Problem to work on - Reproduce the whole listing, character for character.

[BEGIN Source records]

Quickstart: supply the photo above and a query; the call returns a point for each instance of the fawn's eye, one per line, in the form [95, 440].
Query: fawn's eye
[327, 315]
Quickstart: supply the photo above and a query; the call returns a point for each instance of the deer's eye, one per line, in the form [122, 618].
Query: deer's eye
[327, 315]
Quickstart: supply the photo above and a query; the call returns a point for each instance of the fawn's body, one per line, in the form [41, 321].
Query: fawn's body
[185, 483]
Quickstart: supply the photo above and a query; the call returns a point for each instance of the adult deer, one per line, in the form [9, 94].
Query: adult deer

[END Source records]

Response for this exercise -
Quickstart: supply the photo above and a query; the call returns a point for each instance of the fawn's eye, one per line, in the form [95, 440].
Query: fawn's eye
[327, 315]
Quickstart: supply the photo above and a query; the call returns a point for each instance of the deer's eye, one per line, in the form [122, 618].
Query: deer's eye
[327, 315]
Quickstart: supply the photo above and a query; the call returns a point for each instance of the fawn's body, one per line, in the form [41, 321].
Query: fawn's body
[185, 483]
Quickstart: supply the photo above and a query; the call returns a point for each instance of the adult deer, one per line, in the form [9, 94].
Query: adult deer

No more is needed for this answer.